Image point grounding data:
= Beginning of Section =

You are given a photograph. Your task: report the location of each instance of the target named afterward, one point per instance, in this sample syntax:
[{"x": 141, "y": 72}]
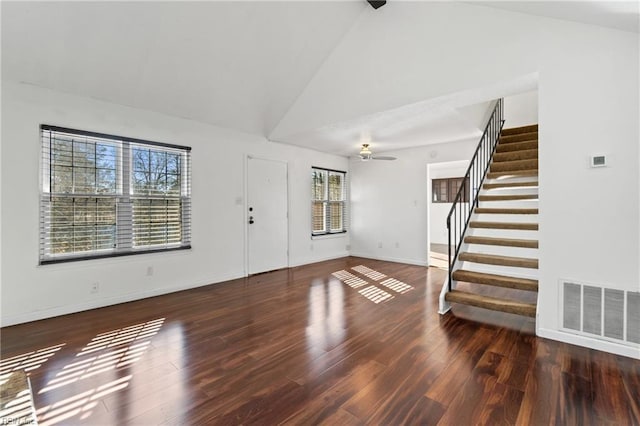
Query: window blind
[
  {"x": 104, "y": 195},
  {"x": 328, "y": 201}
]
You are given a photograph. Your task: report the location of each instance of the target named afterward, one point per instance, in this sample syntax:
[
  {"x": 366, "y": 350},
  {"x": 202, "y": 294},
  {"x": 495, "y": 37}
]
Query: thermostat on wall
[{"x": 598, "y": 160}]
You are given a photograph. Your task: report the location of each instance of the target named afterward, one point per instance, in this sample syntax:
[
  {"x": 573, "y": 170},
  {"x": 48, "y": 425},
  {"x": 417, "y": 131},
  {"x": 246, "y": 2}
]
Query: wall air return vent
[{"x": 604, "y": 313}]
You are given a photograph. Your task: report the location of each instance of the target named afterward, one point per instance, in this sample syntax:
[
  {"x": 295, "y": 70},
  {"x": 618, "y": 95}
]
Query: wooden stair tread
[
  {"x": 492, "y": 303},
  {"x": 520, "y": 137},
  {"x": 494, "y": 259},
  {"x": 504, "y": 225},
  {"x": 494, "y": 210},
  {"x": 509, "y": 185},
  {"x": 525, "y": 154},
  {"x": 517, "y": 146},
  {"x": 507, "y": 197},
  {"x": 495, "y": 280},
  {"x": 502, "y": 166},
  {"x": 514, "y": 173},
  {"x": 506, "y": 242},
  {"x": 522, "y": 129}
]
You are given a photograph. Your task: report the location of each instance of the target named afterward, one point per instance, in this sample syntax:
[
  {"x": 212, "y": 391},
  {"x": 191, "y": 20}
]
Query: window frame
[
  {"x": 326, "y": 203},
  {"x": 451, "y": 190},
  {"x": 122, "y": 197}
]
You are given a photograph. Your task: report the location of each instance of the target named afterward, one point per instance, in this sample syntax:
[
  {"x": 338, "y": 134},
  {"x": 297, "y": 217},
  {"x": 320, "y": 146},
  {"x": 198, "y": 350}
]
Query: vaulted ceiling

= End of Section =

## What needs to be done
Should a picture appear among the entries, skip it and copy the rest exactly.

## Solution for this problem
You are given a photograph. Your task: report the location of each instance of the target named afterward, one point per instance, in this sample syntax:
[{"x": 141, "y": 72}]
Query: window blind
[
  {"x": 104, "y": 195},
  {"x": 328, "y": 201}
]
You are given a photograph. Your task: report the location of each instance of the target named afterward, one point per instance, in this sample syntax:
[
  {"x": 366, "y": 350},
  {"x": 202, "y": 294},
  {"x": 495, "y": 37}
]
Query: thermostat on wall
[{"x": 598, "y": 160}]
You are given a photograph. Your task: report the location of each instance of the target named afterward, one point per instance, in this sample syntax:
[
  {"x": 573, "y": 170},
  {"x": 48, "y": 425},
  {"x": 417, "y": 131},
  {"x": 246, "y": 2}
]
Query: wall air return vent
[{"x": 604, "y": 313}]
You are given a photograph. Your task: report the location of each instance of the target named afterward, one point per instance, in this sample syntax:
[
  {"x": 295, "y": 70},
  {"x": 618, "y": 95}
]
Query: wooden stair tread
[
  {"x": 492, "y": 303},
  {"x": 520, "y": 137},
  {"x": 494, "y": 259},
  {"x": 504, "y": 225},
  {"x": 494, "y": 210},
  {"x": 509, "y": 185},
  {"x": 525, "y": 154},
  {"x": 517, "y": 146},
  {"x": 507, "y": 197},
  {"x": 495, "y": 280},
  {"x": 502, "y": 166},
  {"x": 514, "y": 173},
  {"x": 506, "y": 242},
  {"x": 522, "y": 129}
]
You are given a photograph. Your task: report the location of each instance of the target named afterward, one point per instance, in this sample syntax:
[
  {"x": 212, "y": 391},
  {"x": 191, "y": 20}
]
Query: window frame
[
  {"x": 326, "y": 203},
  {"x": 451, "y": 190},
  {"x": 122, "y": 197}
]
You are given a photograph. Your task: report the location of each instance of the target named afterward, one point per instance, in this sample syntax:
[
  {"x": 338, "y": 134},
  {"x": 297, "y": 217},
  {"x": 320, "y": 146},
  {"x": 198, "y": 350}
]
Query: vaulted ceiling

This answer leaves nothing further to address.